#### SUPPLIED MATERIAL
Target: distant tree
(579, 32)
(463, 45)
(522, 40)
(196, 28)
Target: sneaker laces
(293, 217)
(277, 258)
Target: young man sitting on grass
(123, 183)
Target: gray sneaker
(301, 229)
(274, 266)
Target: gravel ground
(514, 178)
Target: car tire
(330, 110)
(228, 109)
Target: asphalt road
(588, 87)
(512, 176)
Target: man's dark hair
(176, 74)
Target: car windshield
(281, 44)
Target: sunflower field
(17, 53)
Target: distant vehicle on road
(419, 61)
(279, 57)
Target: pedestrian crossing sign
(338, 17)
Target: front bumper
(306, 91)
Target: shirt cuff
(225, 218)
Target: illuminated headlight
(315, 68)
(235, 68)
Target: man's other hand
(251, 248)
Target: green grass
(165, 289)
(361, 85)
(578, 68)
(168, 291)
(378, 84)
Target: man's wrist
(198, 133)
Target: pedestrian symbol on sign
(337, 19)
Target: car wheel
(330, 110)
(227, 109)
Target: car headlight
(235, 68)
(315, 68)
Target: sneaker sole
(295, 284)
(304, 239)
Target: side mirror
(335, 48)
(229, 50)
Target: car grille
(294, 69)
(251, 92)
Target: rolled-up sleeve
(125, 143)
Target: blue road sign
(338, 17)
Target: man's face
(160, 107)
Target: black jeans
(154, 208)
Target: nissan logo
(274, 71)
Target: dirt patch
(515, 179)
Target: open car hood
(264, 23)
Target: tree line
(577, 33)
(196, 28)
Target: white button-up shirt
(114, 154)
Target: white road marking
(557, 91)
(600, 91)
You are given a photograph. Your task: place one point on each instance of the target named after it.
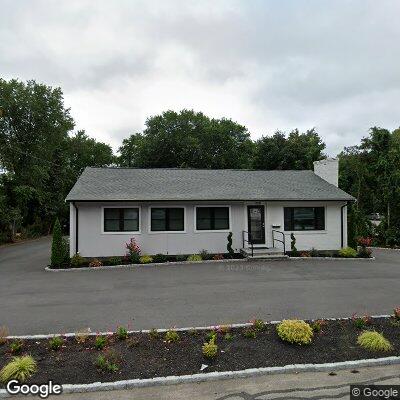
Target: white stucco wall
(94, 243)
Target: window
(304, 218)
(167, 219)
(121, 219)
(212, 218)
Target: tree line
(41, 156)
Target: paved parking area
(35, 301)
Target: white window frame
(212, 230)
(169, 206)
(138, 232)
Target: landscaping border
(171, 263)
(211, 376)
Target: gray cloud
(333, 65)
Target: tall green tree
(294, 151)
(188, 139)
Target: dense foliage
(41, 157)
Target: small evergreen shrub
(3, 335)
(229, 248)
(374, 341)
(361, 322)
(160, 258)
(145, 259)
(55, 343)
(76, 261)
(82, 335)
(153, 333)
(16, 346)
(100, 342)
(250, 332)
(318, 325)
(295, 331)
(95, 263)
(348, 252)
(59, 249)
(194, 257)
(20, 368)
(122, 333)
(172, 336)
(210, 349)
(228, 337)
(314, 252)
(211, 335)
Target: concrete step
(271, 253)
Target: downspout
(342, 224)
(76, 227)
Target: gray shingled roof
(97, 184)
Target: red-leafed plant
(133, 251)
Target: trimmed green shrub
(59, 250)
(76, 260)
(172, 336)
(20, 368)
(295, 331)
(347, 252)
(210, 349)
(374, 341)
(100, 342)
(153, 333)
(16, 346)
(145, 259)
(160, 258)
(194, 257)
(55, 343)
(250, 332)
(229, 245)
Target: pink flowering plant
(133, 251)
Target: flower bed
(86, 359)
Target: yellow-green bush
(20, 368)
(145, 259)
(374, 341)
(210, 349)
(295, 331)
(194, 257)
(347, 252)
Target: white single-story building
(183, 211)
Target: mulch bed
(148, 358)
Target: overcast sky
(333, 65)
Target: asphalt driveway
(35, 301)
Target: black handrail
(249, 241)
(278, 240)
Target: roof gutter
(76, 227)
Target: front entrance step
(271, 253)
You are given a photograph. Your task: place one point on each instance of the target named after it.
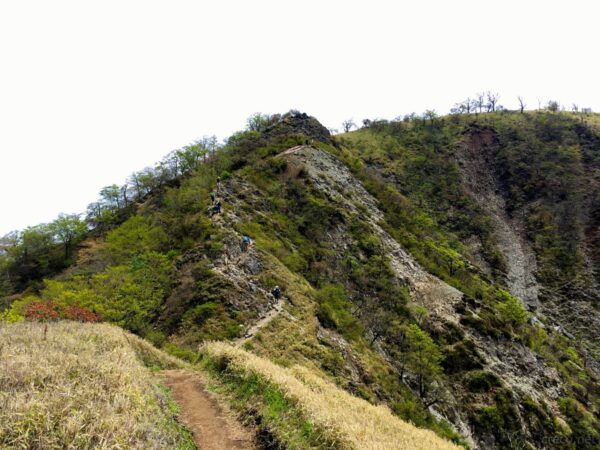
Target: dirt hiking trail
(212, 428)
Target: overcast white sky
(92, 91)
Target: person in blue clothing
(246, 242)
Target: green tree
(511, 310)
(68, 229)
(422, 357)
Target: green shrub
(481, 381)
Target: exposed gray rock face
(517, 366)
(475, 159)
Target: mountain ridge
(395, 239)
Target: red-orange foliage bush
(42, 311)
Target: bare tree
(522, 104)
(553, 106)
(480, 101)
(347, 125)
(492, 101)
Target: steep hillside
(443, 267)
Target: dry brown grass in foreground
(353, 421)
(84, 386)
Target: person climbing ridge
(276, 292)
(246, 242)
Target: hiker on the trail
(276, 292)
(246, 242)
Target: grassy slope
(89, 386)
(349, 422)
(83, 386)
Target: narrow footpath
(212, 428)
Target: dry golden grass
(353, 421)
(83, 386)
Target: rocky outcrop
(516, 365)
(475, 157)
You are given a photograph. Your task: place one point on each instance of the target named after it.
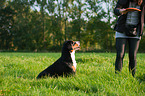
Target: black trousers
(133, 45)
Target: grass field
(94, 77)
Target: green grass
(95, 76)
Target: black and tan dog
(66, 64)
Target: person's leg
(120, 47)
(133, 48)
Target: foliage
(24, 28)
(95, 76)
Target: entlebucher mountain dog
(66, 64)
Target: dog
(66, 64)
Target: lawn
(95, 76)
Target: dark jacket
(120, 25)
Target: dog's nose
(78, 42)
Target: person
(129, 29)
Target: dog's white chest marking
(73, 59)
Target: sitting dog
(66, 64)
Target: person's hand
(123, 11)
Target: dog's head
(71, 45)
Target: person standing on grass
(129, 29)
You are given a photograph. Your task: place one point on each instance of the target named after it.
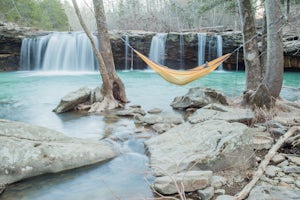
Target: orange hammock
(180, 77)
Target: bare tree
(269, 88)
(112, 87)
(251, 58)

#### TASK GOAL
Please reproduce, exactly and only, the lines from the line containing "Target: person standing on grass" through the last line of the material above, minus any pictures.

#### ANSWER SECTION
Target: person standing on grass
(129, 29)
You are given a photograph. Your task: place one point on each instance of the target named after it.
Target: orange hammock
(180, 77)
Target: bare tree
(269, 88)
(112, 87)
(251, 58)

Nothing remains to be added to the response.